**REQUESTS**
1 > Echo a passage from the customer database text word for word, beginning at the words "If you’re selling" and stopping after the words "margins you want.".
2 > In the customer database text, what should you do with extra database fields when you're unsure whether you'll need them?

++++ TEXT EXCERPT ++++

Once you have the information captured, it is then in maintenance mode – much easier.

Your accounts system (computerised and / or manual files) may contain information such as:

  • invoices
  • letters
  • existing customer lists

To repeat a little, consider what kind of information would be useful. This might be:

  • contact information, such as company name and addresses (physical and PO Box); telephone, mobile and fax numbers;
  • the names and job titles of relevant people; their mobile and DDI numbers;
  • customer history - what they bought from you, when, and which sales rep – this will help you identify what their buying pattern;
  • complaints;
  • service history;
  • their payment pattern – do they pay on time, do they have special discounts or “deals”;
  • when they last bought from you.

This is one of those times when more is good – you can always remove excess information in time from your new database.

Equally, if you’re unsure if you’re going to need extra fields in the database, put them in as blanks anyway as this is preferable to suddenly finding you needed a couple of extra fields which will cost quite a lot to have implemented.

You should spend as much time as possible in this data collecting phase as you can – remember getting some temporary staff in to help with this clerical task might be a very cost effective of getting the job done quickly.  Data entry into an MS Excel spreadsheet can also be seen as a “temp” task, and the benefit is that the data will be entered as is – there will be no interpretation by the sales rep, the receptionist or whatever.  Once the data is entered, it can then be “cleansed” – audited by your staff for accuracy – and this also presents an opportunity for one-on-one contact with the customer – “We’re just updating our records” type of conversations.

The next important step is to decide on the structure of your database into which you’re going to add your data.

For companies, you might want information about:

  • Industry sector
  • Private or Public
  • Location
  • Turnover
  • Number of Staff

If you’re selling to individuals you might include:

  • Age group
  • Gender
  • Occupation
  • Hobbies
  • Family

When compiling the information, you need to make sure that you’re complying with the legislation – you would be wise to check this out with a legal advisor.

Just remember – you’re collecting the information to allow you better to deliver and service your clients – to make a point of difference and to let you make money at the margins you want.



Developing your database

Now that you have the makings of a good database set up, you can include in it those prospective customers as well as existing ones.  Good CRM systems will track prospects efficiently, enabling them to be converted to customers quickly and easily, simply by changing a flag or status record.

++++ ENTRIES PROVIDED ++++

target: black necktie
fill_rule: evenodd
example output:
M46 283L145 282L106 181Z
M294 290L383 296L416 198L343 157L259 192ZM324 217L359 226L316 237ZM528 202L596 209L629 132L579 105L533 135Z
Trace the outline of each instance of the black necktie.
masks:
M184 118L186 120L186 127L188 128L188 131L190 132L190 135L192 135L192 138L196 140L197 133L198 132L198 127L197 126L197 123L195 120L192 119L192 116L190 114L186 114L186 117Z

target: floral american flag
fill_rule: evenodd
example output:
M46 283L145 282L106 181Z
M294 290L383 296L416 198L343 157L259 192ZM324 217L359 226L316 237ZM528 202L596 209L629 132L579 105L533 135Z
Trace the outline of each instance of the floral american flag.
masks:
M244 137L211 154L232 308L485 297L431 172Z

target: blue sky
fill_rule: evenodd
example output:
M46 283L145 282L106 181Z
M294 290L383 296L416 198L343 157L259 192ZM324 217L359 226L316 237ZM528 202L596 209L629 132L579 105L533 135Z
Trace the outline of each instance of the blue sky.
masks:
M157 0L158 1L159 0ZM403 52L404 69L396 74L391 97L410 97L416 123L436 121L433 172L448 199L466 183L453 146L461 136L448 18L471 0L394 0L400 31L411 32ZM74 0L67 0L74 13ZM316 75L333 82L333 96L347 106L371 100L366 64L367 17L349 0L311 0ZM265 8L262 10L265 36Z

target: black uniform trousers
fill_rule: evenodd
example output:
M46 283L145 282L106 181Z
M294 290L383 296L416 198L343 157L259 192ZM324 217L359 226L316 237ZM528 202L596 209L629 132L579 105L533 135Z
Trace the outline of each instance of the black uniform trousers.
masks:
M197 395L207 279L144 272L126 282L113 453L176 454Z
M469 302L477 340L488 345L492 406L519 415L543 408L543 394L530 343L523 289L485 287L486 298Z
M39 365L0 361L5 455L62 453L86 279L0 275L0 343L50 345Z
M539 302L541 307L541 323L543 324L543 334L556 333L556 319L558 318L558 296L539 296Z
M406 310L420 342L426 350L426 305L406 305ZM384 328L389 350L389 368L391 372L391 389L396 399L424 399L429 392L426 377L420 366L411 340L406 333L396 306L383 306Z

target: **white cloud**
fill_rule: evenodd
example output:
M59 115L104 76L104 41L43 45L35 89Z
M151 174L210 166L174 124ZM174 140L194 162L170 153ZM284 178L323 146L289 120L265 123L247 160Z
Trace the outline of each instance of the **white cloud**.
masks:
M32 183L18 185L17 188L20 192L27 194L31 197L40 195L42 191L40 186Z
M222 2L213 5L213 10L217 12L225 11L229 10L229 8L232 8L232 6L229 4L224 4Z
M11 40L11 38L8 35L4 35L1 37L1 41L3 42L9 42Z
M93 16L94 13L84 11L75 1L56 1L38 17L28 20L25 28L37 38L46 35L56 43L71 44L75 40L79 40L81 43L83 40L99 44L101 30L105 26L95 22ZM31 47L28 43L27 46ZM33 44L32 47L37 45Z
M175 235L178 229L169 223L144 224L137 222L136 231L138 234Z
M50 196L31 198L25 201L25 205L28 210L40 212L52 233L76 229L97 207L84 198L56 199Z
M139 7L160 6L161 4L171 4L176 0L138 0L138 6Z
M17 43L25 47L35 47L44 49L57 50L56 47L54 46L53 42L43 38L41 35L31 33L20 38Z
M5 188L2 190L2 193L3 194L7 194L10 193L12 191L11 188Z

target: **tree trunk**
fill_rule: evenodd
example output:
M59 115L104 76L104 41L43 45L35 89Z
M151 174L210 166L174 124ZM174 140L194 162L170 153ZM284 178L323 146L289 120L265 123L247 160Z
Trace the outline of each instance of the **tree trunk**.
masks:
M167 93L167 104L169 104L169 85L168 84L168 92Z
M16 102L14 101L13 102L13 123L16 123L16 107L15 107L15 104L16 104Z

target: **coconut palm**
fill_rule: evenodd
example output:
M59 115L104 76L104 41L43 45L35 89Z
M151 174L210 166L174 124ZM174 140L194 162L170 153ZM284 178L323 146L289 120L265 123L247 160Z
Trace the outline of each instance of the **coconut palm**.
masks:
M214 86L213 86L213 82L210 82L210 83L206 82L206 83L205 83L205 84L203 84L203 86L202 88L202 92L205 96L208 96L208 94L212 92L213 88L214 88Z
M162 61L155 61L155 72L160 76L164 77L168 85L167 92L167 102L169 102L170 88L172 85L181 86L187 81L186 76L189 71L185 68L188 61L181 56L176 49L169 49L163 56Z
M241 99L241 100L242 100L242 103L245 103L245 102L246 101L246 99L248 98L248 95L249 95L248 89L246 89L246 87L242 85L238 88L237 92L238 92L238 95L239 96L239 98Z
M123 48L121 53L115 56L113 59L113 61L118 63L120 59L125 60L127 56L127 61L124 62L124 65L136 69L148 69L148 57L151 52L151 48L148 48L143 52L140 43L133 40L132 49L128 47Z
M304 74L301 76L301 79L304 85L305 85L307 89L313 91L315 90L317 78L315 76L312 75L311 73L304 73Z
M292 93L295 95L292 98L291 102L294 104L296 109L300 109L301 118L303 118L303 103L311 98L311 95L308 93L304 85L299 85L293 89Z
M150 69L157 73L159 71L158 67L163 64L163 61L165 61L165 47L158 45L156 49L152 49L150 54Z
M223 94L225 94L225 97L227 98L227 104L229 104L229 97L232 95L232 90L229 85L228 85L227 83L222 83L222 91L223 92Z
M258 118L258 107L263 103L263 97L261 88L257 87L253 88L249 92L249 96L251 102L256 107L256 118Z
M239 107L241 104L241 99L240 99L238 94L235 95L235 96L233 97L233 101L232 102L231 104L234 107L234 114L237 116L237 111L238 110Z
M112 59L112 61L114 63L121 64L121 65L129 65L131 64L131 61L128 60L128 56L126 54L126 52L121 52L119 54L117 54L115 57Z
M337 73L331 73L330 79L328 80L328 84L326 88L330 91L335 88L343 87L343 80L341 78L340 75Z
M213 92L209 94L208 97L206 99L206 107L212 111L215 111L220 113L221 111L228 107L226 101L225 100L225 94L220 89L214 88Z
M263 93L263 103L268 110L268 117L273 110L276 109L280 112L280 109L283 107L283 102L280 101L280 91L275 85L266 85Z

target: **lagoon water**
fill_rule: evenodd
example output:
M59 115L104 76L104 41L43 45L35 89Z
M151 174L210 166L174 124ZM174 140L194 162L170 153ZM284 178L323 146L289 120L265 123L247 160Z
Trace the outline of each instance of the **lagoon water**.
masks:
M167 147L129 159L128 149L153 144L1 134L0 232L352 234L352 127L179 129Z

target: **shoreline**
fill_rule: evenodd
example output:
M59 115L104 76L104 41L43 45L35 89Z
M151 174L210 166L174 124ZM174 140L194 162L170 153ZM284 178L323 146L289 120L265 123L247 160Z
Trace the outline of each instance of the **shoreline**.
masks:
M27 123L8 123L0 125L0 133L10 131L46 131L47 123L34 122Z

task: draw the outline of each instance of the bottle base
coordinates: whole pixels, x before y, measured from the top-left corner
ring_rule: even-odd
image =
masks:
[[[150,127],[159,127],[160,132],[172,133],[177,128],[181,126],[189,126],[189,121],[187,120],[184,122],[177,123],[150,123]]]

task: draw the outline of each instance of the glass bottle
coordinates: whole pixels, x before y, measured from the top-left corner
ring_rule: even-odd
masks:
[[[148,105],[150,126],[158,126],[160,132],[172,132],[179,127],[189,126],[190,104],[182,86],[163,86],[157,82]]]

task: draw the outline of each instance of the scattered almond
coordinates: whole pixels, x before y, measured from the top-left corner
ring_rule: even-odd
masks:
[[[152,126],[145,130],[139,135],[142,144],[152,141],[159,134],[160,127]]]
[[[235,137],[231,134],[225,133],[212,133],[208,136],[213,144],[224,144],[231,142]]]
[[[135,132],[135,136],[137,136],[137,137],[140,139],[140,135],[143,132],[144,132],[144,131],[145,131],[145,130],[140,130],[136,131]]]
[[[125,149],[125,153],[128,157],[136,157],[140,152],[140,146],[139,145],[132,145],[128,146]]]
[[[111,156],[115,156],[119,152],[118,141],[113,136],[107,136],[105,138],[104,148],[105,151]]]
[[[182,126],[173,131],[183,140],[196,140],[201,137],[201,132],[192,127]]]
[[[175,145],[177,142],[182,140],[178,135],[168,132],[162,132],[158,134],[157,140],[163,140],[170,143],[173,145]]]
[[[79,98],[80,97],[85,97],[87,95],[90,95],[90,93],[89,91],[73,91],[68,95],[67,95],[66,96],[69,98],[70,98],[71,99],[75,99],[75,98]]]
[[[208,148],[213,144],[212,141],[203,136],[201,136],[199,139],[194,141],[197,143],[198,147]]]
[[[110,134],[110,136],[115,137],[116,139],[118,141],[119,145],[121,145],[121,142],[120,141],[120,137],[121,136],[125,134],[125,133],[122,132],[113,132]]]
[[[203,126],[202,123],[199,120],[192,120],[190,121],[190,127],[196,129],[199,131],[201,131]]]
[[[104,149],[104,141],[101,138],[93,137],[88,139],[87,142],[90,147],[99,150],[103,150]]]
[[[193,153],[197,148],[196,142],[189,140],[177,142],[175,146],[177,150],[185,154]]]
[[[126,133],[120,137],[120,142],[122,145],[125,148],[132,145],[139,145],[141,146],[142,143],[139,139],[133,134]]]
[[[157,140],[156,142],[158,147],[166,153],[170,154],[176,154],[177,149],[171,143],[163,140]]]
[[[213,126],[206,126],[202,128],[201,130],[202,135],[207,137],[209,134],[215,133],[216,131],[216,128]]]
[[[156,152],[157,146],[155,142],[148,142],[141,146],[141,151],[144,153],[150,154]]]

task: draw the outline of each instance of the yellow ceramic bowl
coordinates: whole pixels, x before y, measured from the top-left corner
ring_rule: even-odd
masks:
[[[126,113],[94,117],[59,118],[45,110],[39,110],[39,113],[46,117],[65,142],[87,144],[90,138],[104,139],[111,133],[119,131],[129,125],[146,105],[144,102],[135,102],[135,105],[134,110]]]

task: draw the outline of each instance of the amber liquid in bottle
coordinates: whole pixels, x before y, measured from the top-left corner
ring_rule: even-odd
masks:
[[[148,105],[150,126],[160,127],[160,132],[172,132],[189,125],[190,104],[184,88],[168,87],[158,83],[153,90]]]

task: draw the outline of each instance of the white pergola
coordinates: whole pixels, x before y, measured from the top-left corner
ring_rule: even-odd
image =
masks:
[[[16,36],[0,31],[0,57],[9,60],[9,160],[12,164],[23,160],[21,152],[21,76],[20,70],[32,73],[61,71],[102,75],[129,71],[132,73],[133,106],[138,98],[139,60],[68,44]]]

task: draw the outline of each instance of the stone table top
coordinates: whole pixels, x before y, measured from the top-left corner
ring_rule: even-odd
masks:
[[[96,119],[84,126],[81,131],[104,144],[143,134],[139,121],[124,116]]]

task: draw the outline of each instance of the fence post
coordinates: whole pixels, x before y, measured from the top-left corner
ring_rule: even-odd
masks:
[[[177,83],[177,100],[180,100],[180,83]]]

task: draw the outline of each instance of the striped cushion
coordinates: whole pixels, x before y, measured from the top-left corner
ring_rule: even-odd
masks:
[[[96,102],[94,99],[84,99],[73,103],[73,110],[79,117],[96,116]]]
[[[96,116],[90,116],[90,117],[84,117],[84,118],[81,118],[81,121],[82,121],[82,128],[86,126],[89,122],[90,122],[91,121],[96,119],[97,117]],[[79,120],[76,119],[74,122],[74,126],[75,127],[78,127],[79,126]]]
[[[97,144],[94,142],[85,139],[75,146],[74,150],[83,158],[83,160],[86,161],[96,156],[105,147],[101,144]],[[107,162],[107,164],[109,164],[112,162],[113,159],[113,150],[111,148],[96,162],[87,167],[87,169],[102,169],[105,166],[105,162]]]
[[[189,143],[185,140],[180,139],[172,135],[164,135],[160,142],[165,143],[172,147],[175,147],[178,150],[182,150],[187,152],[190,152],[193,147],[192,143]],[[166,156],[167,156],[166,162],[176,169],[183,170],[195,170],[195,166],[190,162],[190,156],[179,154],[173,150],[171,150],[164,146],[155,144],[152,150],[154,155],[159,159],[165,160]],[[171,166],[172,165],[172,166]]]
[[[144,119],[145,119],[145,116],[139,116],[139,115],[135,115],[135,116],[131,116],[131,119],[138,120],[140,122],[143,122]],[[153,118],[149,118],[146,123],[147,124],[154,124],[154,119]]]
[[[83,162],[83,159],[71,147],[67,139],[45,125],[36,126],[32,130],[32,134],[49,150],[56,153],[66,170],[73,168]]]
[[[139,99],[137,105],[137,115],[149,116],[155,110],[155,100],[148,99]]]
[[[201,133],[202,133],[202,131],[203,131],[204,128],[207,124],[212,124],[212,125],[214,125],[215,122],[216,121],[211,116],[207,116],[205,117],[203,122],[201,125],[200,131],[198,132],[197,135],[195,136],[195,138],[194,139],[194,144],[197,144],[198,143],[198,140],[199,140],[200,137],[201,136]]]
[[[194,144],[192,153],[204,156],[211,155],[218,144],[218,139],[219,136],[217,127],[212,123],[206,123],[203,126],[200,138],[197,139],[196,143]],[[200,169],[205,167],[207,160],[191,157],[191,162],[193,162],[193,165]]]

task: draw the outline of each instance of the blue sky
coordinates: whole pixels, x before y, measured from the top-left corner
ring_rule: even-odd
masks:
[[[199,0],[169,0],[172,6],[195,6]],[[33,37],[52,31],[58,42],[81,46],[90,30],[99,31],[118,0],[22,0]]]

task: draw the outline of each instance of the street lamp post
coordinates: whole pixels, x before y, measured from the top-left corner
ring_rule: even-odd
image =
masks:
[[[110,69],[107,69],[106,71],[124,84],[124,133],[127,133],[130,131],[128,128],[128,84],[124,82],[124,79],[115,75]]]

++++

**ANSWERS FOR THIS EXERCISE**
1 >
If you’re selling to individuals you might include:

  • Age group
  • Gender
  • Occupation
  • Hobbies
  • Family

When compiling the information, you need to make sure that you’re complying with the legislation – you would be wise to check this out with a legal advisor.

Just remember – you’re collecting the information to allow you better to deliver and service your clients – to make a point of difference and to let you make money at the margins you want.

2 > Put them in as blanks anyway.